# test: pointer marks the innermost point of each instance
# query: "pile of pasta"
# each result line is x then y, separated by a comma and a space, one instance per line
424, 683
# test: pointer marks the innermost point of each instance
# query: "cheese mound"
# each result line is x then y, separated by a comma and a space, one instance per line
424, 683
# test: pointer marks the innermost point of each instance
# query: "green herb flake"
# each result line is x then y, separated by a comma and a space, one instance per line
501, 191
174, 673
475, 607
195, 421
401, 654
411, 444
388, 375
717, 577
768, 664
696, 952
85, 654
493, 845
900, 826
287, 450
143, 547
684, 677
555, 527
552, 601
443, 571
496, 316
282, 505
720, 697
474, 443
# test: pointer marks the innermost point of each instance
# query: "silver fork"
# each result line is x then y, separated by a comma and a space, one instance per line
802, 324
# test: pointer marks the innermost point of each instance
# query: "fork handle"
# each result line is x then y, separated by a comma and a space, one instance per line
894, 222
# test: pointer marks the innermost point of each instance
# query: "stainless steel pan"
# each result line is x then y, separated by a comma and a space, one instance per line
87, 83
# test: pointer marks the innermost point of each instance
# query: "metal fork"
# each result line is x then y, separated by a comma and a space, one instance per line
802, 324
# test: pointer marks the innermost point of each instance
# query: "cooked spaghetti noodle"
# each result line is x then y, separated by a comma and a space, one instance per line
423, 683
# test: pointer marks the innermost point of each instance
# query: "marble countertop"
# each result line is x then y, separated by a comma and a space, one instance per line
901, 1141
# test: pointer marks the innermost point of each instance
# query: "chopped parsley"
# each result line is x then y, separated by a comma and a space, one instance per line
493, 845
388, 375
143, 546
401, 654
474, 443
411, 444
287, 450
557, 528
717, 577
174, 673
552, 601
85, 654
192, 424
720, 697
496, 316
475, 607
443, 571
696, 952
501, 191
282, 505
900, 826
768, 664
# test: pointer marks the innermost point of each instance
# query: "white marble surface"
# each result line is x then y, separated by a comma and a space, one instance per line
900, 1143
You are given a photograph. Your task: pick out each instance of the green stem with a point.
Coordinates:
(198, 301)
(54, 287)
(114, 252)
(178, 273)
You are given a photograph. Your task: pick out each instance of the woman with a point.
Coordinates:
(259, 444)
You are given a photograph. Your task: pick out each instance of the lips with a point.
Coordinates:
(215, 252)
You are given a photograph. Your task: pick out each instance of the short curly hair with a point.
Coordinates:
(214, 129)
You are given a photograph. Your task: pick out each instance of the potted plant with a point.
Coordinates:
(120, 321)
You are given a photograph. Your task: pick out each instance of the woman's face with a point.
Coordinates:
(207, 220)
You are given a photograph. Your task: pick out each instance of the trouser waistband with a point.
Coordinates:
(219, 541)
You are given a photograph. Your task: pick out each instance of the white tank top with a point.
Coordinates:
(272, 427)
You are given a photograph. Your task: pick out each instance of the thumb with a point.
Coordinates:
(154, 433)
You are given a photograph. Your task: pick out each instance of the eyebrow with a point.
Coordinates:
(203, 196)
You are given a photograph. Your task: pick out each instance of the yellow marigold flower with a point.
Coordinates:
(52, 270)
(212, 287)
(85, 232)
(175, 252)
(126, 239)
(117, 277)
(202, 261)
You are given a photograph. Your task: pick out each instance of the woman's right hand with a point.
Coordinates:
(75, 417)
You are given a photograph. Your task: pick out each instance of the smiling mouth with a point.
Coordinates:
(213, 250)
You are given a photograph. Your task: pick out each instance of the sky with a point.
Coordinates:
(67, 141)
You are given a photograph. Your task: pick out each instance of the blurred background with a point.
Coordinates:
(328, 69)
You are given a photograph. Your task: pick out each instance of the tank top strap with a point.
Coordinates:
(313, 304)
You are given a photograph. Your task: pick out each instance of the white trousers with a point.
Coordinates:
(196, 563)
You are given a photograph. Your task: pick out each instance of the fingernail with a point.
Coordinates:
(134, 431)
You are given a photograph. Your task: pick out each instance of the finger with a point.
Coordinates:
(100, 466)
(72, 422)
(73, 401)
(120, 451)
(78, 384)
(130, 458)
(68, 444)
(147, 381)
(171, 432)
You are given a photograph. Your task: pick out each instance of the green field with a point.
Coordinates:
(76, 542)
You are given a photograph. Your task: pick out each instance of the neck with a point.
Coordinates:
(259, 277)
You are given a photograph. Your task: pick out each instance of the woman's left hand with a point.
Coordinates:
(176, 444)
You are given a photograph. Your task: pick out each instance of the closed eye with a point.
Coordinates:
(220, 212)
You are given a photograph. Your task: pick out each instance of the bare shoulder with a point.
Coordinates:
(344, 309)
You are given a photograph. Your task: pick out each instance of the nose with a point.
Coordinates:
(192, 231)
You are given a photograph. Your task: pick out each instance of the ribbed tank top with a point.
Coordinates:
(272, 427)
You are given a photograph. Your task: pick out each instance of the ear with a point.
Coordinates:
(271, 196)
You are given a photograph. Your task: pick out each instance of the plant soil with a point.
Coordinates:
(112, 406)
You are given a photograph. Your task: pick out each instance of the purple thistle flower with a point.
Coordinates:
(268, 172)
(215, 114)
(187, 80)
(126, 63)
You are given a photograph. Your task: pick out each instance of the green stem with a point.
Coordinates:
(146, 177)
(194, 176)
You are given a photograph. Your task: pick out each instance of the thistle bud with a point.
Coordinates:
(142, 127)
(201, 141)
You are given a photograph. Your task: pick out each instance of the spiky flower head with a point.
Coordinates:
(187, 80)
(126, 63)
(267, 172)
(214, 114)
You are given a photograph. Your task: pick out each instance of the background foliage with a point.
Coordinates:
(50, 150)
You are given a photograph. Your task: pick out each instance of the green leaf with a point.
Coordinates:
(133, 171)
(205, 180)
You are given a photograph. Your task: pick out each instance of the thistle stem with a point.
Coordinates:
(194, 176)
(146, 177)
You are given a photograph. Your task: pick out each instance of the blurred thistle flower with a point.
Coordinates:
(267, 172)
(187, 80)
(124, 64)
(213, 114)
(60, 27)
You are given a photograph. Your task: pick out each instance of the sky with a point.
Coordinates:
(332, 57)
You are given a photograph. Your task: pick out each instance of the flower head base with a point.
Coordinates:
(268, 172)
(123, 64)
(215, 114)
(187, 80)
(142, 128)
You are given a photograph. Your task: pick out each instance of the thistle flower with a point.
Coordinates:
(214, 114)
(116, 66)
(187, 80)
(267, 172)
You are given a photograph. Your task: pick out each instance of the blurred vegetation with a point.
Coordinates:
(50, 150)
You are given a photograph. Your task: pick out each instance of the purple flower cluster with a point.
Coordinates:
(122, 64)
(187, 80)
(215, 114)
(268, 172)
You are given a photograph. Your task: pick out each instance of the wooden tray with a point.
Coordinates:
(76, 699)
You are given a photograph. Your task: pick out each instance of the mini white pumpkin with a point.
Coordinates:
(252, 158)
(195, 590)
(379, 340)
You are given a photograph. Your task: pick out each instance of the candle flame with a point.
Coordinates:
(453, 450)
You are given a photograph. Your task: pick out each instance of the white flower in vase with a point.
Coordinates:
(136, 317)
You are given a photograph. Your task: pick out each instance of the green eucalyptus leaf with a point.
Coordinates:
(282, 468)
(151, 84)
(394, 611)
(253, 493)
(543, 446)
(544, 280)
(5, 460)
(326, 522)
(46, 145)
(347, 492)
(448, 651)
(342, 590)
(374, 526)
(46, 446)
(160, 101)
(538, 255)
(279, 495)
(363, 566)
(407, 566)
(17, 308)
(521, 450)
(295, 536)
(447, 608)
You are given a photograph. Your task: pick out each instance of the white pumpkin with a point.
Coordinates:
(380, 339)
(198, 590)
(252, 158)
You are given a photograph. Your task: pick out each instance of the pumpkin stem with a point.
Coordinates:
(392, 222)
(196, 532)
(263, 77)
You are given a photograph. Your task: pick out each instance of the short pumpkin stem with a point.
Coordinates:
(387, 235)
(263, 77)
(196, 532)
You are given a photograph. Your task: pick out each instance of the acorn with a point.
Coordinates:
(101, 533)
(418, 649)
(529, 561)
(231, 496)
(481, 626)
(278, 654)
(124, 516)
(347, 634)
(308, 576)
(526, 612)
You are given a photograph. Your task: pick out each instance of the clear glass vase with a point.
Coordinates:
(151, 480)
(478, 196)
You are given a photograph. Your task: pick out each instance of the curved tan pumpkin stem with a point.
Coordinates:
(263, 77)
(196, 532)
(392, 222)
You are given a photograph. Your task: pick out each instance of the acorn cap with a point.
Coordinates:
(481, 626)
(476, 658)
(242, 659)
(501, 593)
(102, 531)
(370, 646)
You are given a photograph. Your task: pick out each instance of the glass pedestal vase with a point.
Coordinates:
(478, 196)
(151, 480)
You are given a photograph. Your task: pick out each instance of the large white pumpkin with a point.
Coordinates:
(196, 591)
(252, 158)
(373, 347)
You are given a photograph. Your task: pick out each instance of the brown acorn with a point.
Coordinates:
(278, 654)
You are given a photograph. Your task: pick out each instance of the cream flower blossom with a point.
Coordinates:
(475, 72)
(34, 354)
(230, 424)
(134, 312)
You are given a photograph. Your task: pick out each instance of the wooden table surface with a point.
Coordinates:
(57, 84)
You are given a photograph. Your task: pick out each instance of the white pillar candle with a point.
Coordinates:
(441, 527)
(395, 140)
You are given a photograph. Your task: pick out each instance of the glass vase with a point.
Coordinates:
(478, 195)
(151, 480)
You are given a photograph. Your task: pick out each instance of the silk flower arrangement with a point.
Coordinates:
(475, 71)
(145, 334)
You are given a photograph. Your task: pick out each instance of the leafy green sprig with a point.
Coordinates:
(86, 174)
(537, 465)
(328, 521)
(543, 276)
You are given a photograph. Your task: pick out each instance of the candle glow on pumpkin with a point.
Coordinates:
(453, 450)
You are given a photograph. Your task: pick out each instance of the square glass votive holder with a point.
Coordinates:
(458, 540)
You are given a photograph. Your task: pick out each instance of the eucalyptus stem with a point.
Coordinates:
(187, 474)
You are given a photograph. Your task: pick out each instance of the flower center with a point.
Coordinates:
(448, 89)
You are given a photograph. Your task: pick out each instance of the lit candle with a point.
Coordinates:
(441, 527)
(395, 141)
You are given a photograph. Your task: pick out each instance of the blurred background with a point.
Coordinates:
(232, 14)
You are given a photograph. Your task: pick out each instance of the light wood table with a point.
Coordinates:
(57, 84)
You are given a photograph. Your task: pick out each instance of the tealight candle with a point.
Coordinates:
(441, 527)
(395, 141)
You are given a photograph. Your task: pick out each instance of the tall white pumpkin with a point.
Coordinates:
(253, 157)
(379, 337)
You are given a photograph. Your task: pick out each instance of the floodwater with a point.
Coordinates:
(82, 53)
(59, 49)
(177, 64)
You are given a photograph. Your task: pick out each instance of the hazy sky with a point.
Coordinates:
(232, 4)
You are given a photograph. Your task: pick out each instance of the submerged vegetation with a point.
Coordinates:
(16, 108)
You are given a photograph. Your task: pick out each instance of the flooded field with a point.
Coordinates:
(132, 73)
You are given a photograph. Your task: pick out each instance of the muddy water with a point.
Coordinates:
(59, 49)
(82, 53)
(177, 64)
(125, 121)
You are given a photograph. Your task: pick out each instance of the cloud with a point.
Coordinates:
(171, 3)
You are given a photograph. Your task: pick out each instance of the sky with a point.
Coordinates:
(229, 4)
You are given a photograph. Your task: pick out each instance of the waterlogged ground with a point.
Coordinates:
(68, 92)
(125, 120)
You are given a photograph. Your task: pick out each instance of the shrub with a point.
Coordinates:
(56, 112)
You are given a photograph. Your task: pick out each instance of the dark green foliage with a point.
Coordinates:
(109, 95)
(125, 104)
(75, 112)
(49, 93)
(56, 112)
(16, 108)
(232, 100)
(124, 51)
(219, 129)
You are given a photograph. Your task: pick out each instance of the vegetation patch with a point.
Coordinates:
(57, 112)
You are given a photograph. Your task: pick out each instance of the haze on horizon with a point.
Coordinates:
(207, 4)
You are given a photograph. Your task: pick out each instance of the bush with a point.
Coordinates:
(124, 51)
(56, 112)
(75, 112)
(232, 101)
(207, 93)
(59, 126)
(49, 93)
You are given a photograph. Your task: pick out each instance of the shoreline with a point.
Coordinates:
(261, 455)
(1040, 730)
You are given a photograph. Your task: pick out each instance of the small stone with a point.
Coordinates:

- JOB -
Print the lines of the listing above exactly, starting at the line that contains "patch with a point." and ending at the end of the listing, both ends included.

- ANSWER TO THE PROBLEM -
You are given a photograph. Your task: pick out each instance of the vegetation patch with a point.
Coordinates:
(57, 112)
You are given a photograph. Your task: pick out each instance of the haze on horizon with a point.
Coordinates:
(207, 4)
You are given a photograph. Your task: pick out each instance of the bush with a point.
Coordinates:
(124, 51)
(56, 112)
(75, 112)
(232, 101)
(207, 93)
(59, 126)
(49, 93)
You are given a photograph. Your task: pick out each instance of the shoreline with a point.
Coordinates:
(261, 455)
(1040, 730)
You are given a photograph. Your task: pick out each instance of the small stone with a point.
Coordinates:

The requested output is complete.